Stated problem => Can you change "innermost" to "central" everywhere it appears in the data below and write out all the lines again, otherwise unchanged? Omit the pictures from your answer.

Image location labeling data
==============================

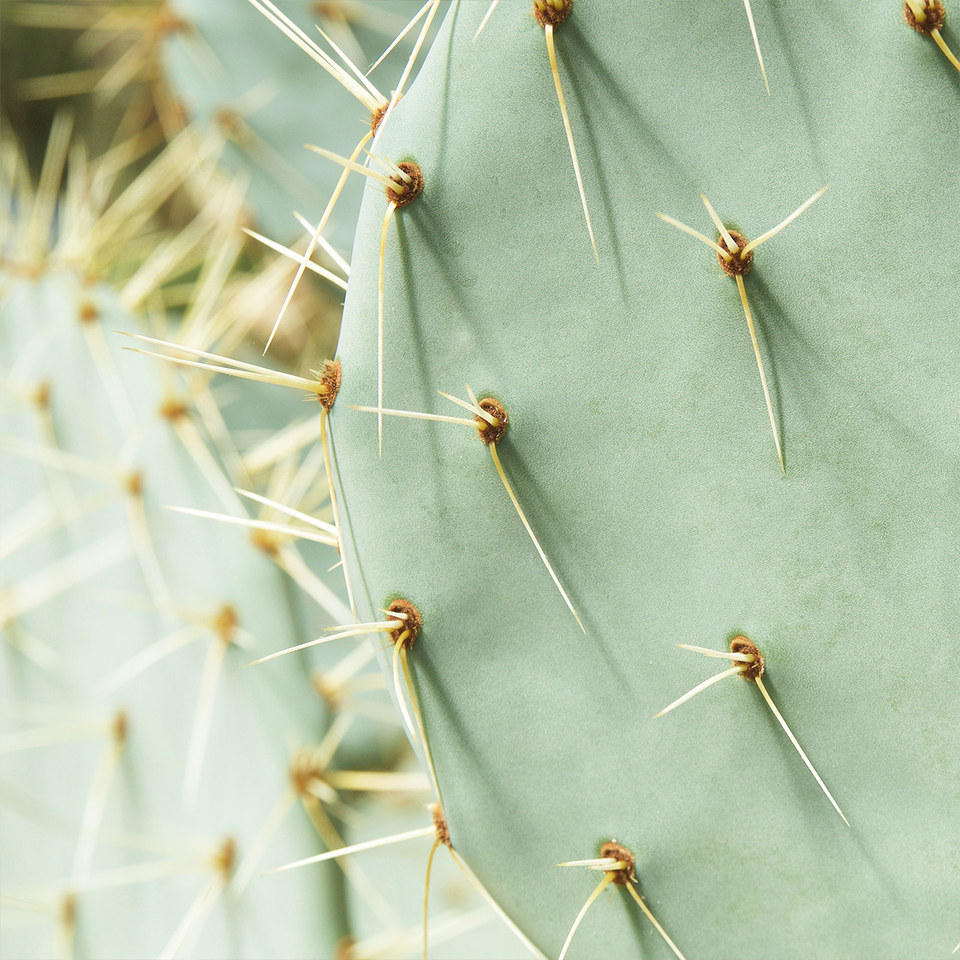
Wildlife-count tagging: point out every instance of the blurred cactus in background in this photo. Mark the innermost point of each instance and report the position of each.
(556, 438)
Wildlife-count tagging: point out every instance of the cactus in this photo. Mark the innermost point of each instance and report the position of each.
(638, 456)
(149, 778)
(235, 73)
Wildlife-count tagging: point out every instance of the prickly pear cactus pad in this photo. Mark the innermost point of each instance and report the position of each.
(640, 450)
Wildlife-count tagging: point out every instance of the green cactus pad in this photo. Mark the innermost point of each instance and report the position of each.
(640, 449)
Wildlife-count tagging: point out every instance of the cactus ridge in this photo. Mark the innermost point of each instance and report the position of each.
(656, 512)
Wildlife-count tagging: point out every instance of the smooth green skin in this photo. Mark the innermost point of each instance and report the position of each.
(249, 56)
(640, 448)
(259, 716)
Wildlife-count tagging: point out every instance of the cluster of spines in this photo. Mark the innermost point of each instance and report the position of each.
(86, 239)
(734, 254)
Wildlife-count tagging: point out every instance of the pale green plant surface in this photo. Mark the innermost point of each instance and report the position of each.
(640, 449)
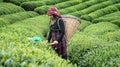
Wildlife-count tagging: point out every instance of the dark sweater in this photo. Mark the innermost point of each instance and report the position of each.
(55, 28)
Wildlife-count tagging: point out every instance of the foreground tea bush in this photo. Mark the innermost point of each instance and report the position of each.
(8, 8)
(12, 18)
(100, 28)
(16, 50)
(107, 55)
(81, 44)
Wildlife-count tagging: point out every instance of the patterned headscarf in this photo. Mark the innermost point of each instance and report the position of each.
(53, 10)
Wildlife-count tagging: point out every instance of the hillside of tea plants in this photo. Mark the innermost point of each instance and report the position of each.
(96, 42)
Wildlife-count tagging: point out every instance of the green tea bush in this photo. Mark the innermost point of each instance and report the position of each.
(27, 55)
(19, 51)
(67, 4)
(104, 11)
(118, 6)
(83, 25)
(81, 44)
(106, 55)
(42, 9)
(106, 19)
(77, 13)
(8, 8)
(53, 2)
(1, 0)
(12, 18)
(2, 22)
(101, 28)
(80, 6)
(113, 36)
(117, 22)
(96, 7)
(18, 2)
(109, 17)
(87, 17)
(31, 5)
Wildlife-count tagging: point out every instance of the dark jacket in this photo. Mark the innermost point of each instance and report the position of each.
(58, 26)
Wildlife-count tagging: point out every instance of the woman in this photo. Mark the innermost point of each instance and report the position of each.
(57, 31)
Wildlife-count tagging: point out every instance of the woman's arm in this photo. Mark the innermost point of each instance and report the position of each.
(49, 36)
(62, 30)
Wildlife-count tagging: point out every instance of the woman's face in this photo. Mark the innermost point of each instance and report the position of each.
(51, 16)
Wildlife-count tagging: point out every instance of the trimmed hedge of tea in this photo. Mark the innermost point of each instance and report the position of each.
(113, 36)
(31, 5)
(42, 9)
(18, 2)
(8, 8)
(12, 18)
(100, 28)
(83, 25)
(80, 6)
(19, 51)
(107, 55)
(104, 11)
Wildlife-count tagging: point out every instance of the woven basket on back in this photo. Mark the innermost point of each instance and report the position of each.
(71, 24)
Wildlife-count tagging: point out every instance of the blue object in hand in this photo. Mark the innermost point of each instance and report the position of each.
(37, 38)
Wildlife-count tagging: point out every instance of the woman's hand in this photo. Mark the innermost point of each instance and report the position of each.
(55, 42)
(46, 41)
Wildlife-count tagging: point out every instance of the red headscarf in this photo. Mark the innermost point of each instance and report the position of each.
(53, 10)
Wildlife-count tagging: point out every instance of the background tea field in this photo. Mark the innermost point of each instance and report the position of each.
(96, 43)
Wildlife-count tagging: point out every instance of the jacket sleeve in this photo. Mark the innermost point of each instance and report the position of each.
(49, 36)
(62, 30)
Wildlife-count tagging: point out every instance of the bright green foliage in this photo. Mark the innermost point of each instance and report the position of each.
(8, 8)
(100, 28)
(113, 36)
(12, 18)
(16, 50)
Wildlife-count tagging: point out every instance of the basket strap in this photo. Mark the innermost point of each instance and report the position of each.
(58, 23)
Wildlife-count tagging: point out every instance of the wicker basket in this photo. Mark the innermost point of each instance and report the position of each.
(71, 24)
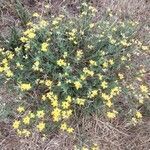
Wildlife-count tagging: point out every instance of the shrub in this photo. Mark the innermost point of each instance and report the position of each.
(71, 65)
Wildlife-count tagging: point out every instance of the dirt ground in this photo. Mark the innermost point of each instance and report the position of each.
(116, 135)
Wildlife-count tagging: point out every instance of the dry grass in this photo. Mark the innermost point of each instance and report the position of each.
(116, 135)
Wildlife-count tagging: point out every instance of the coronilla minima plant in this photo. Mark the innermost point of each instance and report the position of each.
(65, 65)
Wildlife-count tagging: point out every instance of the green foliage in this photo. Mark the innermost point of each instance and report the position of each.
(73, 65)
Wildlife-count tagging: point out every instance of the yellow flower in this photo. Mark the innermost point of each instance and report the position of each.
(40, 114)
(109, 103)
(70, 130)
(54, 103)
(78, 85)
(134, 120)
(79, 54)
(23, 39)
(1, 69)
(93, 93)
(144, 89)
(144, 48)
(123, 58)
(16, 124)
(25, 87)
(31, 35)
(105, 64)
(35, 15)
(138, 115)
(63, 126)
(65, 105)
(56, 114)
(44, 47)
(105, 96)
(41, 126)
(26, 132)
(80, 101)
(20, 109)
(43, 97)
(26, 120)
(121, 76)
(9, 73)
(48, 83)
(112, 114)
(61, 62)
(111, 61)
(66, 114)
(91, 25)
(104, 84)
(141, 101)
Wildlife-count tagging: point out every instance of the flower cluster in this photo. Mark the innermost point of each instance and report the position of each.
(69, 64)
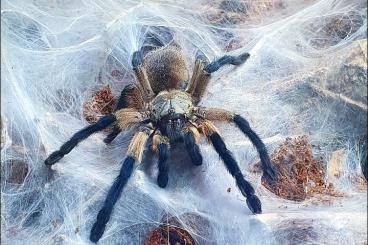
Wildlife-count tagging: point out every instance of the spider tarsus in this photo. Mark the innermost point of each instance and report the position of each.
(137, 59)
(163, 167)
(201, 56)
(96, 232)
(254, 204)
(162, 179)
(193, 149)
(240, 59)
(53, 158)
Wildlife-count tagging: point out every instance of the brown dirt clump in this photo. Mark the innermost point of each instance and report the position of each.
(299, 174)
(101, 103)
(169, 235)
(174, 230)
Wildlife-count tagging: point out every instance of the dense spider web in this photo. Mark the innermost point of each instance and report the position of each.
(54, 53)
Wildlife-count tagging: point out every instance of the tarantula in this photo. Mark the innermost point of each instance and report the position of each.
(163, 105)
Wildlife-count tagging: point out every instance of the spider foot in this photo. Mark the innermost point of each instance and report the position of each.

==============================

Solution =>
Wildlife-count tagging: point out every instance of the blurred cactus in background in this photo. Mark the central point of each instance and report the position of each.
(556, 438)
Wildlife-count tagging: point out every instance of the cactus in this photo. Mark the central point of each instance and report the position of each.
(638, 456)
(149, 778)
(235, 73)
Wildlife-count tagging: point out every instance of the prickly pear cactus pad in this photo. Mark the central point of each instance and report the position of each.
(640, 450)
Wildlife-count tagging: point out every instance of the green cactus pad in this photo. Mark the central point of each instance and report the position of each.
(640, 449)
Wildlife-count tagging: point out every instance of the cactus ridge in this photo. Mark the central point of each instance and report the position of each.
(656, 512)
Wildlife-count tagging: point out every instance of the smooth green skin in this photo. Mark the central point of each instance and report the position of each.
(249, 56)
(640, 448)
(259, 716)
Wildlife-count tagging: point out every instance of the cluster of spines in this photo. Mark the central point of each instance and report the position of each.
(86, 239)
(734, 254)
Wildlife-count tagging: point out every instance of the pale green plant surface in this photo. Mark the central point of each instance and report the position of each.
(640, 449)
Wildlife-count tagging: point out every instance of the dark sweater in this photo. Mark the central point of each instance and report the position of each.
(55, 28)
Wildlife-count tagging: point out every instance of the foreground tea bush in this photo. Mark the central point of each instance and report the position of each.
(8, 8)
(12, 18)
(100, 28)
(16, 50)
(107, 55)
(81, 44)
Wildlife-count tagging: point out every instance of the patterned headscarf in this photo. Mark the central point of each instance and report the position of each.
(53, 10)
Wildlife-count tagging: point out every instance of the hillside of tea plants in this photo. Mark the central point of each instance and report the position of each.
(96, 42)
Wildlife-count tagging: point out every instance of the green tea bush in this photo. Mark the central point of each instance and report the position of each.
(27, 55)
(19, 51)
(67, 4)
(104, 11)
(118, 6)
(83, 25)
(81, 44)
(106, 55)
(42, 9)
(106, 19)
(77, 13)
(8, 8)
(53, 2)
(1, 0)
(12, 18)
(2, 22)
(101, 28)
(80, 6)
(113, 36)
(117, 22)
(96, 7)
(18, 2)
(109, 17)
(87, 17)
(31, 5)
Wildlife-count tagging: point out every instance of the dark jacket in this photo. Mark the central point of each instance and report the position of each.
(58, 26)
Wildlife-count tagging: point out every instance of the woman in this photo. Mark the central point of each instance and report the position of each.
(57, 31)
Wildlife-count tagging: point out every instance of the woman's arm in this photo. Mark the central point of each instance and report the position of each.
(49, 36)
(62, 30)
Wildlife-count tagging: point out every instance of the woman's face in this photo. Mark the central point of each instance and report the position of each.
(51, 16)
Wildlife-count tagging: point out every instance of the trimmed hedge of tea in this photo. Mark the central point of each instance and report the position of each.
(113, 36)
(31, 5)
(42, 9)
(18, 2)
(8, 8)
(12, 18)
(100, 28)
(83, 25)
(80, 6)
(19, 51)
(107, 55)
(104, 11)
Wildlife-count tagging: point out every instance of the woven basket on back in this photo. Mark the central point of each instance and report the position of each.
(71, 24)
Wildlife-count tagging: point out every instance of the blue object in hand in this photo. Mark the central point of each instance and report the position of each.
(37, 38)
Wildlife-count tagging: point out every instance of the woman's hand in this photo. Mark the central point of each instance and report the position of each.
(55, 42)
(46, 41)
Wildlife-count tagging: point out every instance of the red headscarf in this photo. Mark the central point of each instance and report the position of each.
(53, 10)
Wildlife-count tagging: point out every instance of the background tea field in this photo. Mark the central point of each instance and report the position of each.
(96, 43)
Wildlife-count tagging: point out every instance of the jacket sleeve in this photo. Mark the central point of each instance and report the position of each.
(49, 36)
(62, 30)
Wildlife-count tagging: point out every instance of the bright green foliage in this photo. Mark the central point of each instance and report the position of each.
(8, 8)
(100, 28)
(113, 36)
(12, 18)
(16, 50)
Wildlife-count tagging: point out every instance of the basket strap in this photo. Mark the central point of each instance and report the position of each.
(58, 23)
Wildlife-count tagging: point out every instance of the wicker basket in this photo. Mark the central point of each instance and report the position of each.
(71, 24)
Wildlife-count tagging: point out every instance of the shrub in this photo. Mark the central point of each instance and report the position of each.
(71, 65)
Wildlife-count tagging: point out every instance of the dirt ground in this photo. Mark the central point of each instance and report the position of each.
(116, 135)
Wildlife-count tagging: point out every instance of the dry grass in this photo. Mark the central point of each instance and report the position of each.
(116, 135)
Wildlife-count tagging: point out every instance of the coronilla minima plant in this photo. Mark the central point of each instance and report the position of each.
(65, 65)
Wildlife-count tagging: point out every instance of the green foliage in this photo. Mark the central point of each instance and report the position of each.
(73, 65)
Wildlife-count tagging: point out every instance of the yellow flower in this photo. Mark the central point of each instance and report the position of each.
(40, 114)
(109, 103)
(70, 130)
(54, 103)
(78, 85)
(134, 120)
(79, 54)
(23, 39)
(1, 69)
(93, 93)
(144, 89)
(144, 48)
(123, 58)
(16, 124)
(25, 87)
(31, 35)
(105, 64)
(35, 15)
(138, 115)
(63, 126)
(65, 105)
(56, 114)
(44, 47)
(105, 96)
(41, 126)
(26, 132)
(80, 101)
(20, 109)
(43, 97)
(26, 120)
(121, 76)
(9, 73)
(48, 83)
(112, 114)
(61, 62)
(111, 61)
(66, 114)
(91, 25)
(104, 84)
(141, 101)
Wildlife-count tagging: point out every instance of the flower cluster in this photo. Mark the central point of each instance and report the position of each.
(69, 64)
Wildlife-count tagging: point out every instance of the spider tarsus in this photo. Mark the central point of each instance and report the position of each.
(137, 59)
(163, 167)
(201, 56)
(96, 232)
(254, 204)
(162, 179)
(193, 149)
(240, 59)
(53, 158)
Wildlife-count tagging: point out every instance of the brown dirt clump in this photo. Mark the central point of each instance and report the position of each.
(299, 174)
(101, 103)
(169, 235)
(174, 230)
Wildlife-count tagging: point out every instance of the dense spider web in this photo. Mark the central point of each instance and report the position of each.
(54, 53)
Wildlife-count tagging: point out every instance of the tarantula in this photo. Mark the central point of each instance and report the position of each.
(163, 105)
Wildlife-count tagging: point out every instance of the spider foot in this photo. Mark the central point of each instance and report the position of each.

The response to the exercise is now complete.